Fragmento proporcionado —
━━━━━━

Delante del mostrador de Los pollos hermanos se ofrecían pechugas y muslos rebozados en una mala imitación de KFC. Y detrás, cristal azul de calidad superior sólo al alcance de mayoristas del narcotráfico. Un negocio-tapadera con sede en Alburquerque cuyo propietario, el filántropo chileno Gus Fring, seguramente tenía mucha más miga e historia detrás de la que nos acabó enseñando Breaking bad.
Breaking bad siempre me pareció una serie notable a la que, si le negaba el excelente, era por su creciente falta de auto-exigencia a medida que sumaban temporadas. Tanto elogio, tanto maximalismo y tanta crítica entusiasta no le hizo bien a Vince Milligan: lo malcriamos permitiéndole, sin apenas rechistar, demasiadas chulerías estéticas, giros gratuitos e incongruencias en general. No obstante, hasta la cuarta tacada de episodios, esta serie de AMC volaba muy alto. Tanto, que a punto estuve incluso de comprarme la camiseta de merchandising de Los pollos hermanos. Esa cadena de comida fast-food regentada por Gus Fring era la tapadera cutre y mundana de un imperio del mal. Era la máscara pública del archi-villano hierático que dio equilibrio a Breaking Bad. Porque Walter White-Heisenberg necesitaba, como todos los héroes por atípicos que sean, su némesis.

━━━━━━

Objetivo de la tarea — Devuelve íntegro el fragmento sobre Breaking Bad, sin alterar una sola palabra. Los registros constituyen un material aparte del fragmento.

Datos almacenados —

━━━━━━

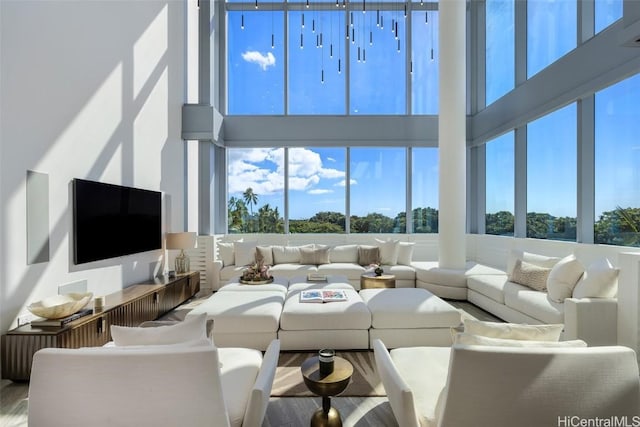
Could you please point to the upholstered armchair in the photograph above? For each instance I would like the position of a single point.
(151, 385)
(473, 385)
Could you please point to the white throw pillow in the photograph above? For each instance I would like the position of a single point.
(193, 328)
(513, 331)
(344, 253)
(245, 253)
(225, 254)
(405, 253)
(531, 258)
(388, 251)
(469, 339)
(563, 277)
(530, 275)
(599, 281)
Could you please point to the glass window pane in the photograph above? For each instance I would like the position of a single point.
(316, 63)
(551, 32)
(617, 164)
(317, 190)
(500, 178)
(377, 61)
(424, 190)
(255, 66)
(255, 190)
(500, 48)
(607, 12)
(552, 176)
(424, 62)
(378, 190)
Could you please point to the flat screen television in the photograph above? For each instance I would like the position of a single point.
(111, 220)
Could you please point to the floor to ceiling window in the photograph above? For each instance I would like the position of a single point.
(552, 175)
(500, 171)
(617, 164)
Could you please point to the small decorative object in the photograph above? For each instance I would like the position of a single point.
(325, 360)
(182, 241)
(256, 274)
(60, 306)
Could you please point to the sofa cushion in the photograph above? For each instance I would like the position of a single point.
(513, 331)
(344, 253)
(191, 329)
(470, 339)
(245, 252)
(563, 277)
(534, 304)
(368, 255)
(314, 256)
(530, 275)
(388, 251)
(489, 285)
(600, 280)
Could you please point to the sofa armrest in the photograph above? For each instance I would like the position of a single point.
(259, 399)
(594, 320)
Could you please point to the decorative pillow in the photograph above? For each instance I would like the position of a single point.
(368, 255)
(530, 275)
(599, 281)
(531, 258)
(344, 253)
(405, 253)
(513, 331)
(315, 256)
(388, 251)
(245, 253)
(563, 277)
(225, 253)
(193, 328)
(265, 253)
(469, 339)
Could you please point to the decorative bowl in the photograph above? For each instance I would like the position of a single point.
(60, 306)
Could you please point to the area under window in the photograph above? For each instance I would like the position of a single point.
(500, 178)
(552, 175)
(617, 164)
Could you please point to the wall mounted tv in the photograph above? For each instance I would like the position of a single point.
(112, 220)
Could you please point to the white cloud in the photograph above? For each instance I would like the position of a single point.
(264, 61)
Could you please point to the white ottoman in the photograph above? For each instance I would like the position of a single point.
(311, 326)
(243, 319)
(408, 317)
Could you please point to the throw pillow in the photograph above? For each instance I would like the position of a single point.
(469, 339)
(368, 255)
(405, 253)
(193, 328)
(531, 258)
(388, 251)
(245, 253)
(600, 280)
(530, 275)
(513, 331)
(265, 254)
(311, 256)
(563, 277)
(344, 253)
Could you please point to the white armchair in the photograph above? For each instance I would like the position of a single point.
(506, 386)
(151, 386)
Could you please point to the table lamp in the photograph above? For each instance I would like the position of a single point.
(182, 241)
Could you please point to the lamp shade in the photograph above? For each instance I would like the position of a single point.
(184, 240)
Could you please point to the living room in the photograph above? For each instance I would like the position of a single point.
(95, 90)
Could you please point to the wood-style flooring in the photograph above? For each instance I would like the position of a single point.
(282, 412)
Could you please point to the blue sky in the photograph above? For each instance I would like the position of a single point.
(317, 85)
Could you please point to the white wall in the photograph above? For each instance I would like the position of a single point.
(91, 90)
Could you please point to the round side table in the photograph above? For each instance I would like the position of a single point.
(326, 386)
(371, 281)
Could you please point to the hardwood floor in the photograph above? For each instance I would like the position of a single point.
(282, 412)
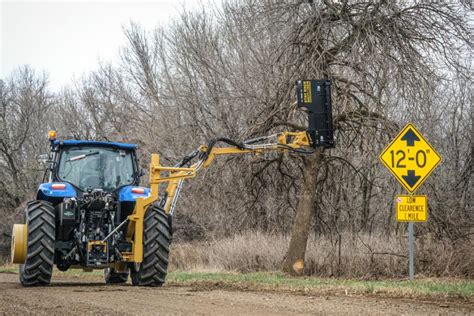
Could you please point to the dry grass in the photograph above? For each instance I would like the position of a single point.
(369, 257)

━━━━━━

Resultado del ejercicio —
Delante del mostrador de Los pollos hermanos se ofrecían pechugas y muslos rebozados en una mala imitación de KFC. Y detrás, cristal azul de calidad superior sólo al alcance de mayoristas del narcotráfico. Un negocio-tapadera con sede en Alburquerque cuyo propietario, el filántropo chileno Gus Fring, seguramente tenía mucha más miga e historia detrás de la que nos acabó enseñando Breaking bad.
Breaking bad siempre me pareció una serie notable a la que, si le negaba el excelente, era por su creciente falta de auto-exigencia a medida que sumaban temporadas. Tanto elogio, tanto maximalismo y tanta crítica entusiasta no le hizo bien a Vince Milligan: lo malcriamos permitiéndole, sin apenas rechistar, demasiadas chulerías estéticas, giros gratuitos e incongruencias en general. No obstante, hasta la cuarta tacada de episodios, esta serie de AMC volaba muy alto. Tanto, que a punto estuve incluso de comprarme la camiseta de merchandising de Los pollos hermanos. Esa cadena de comida fast-food regentada por Gus Fring era la tapadera cutre y mundana de un imperio del mal. Era la máscara pública del archi-villano hierático que dio equilibrio a Breaking Bad. Porque Walter White-Heisenberg necesitaba, como todos los héroes por atípicos que sean, su némesis.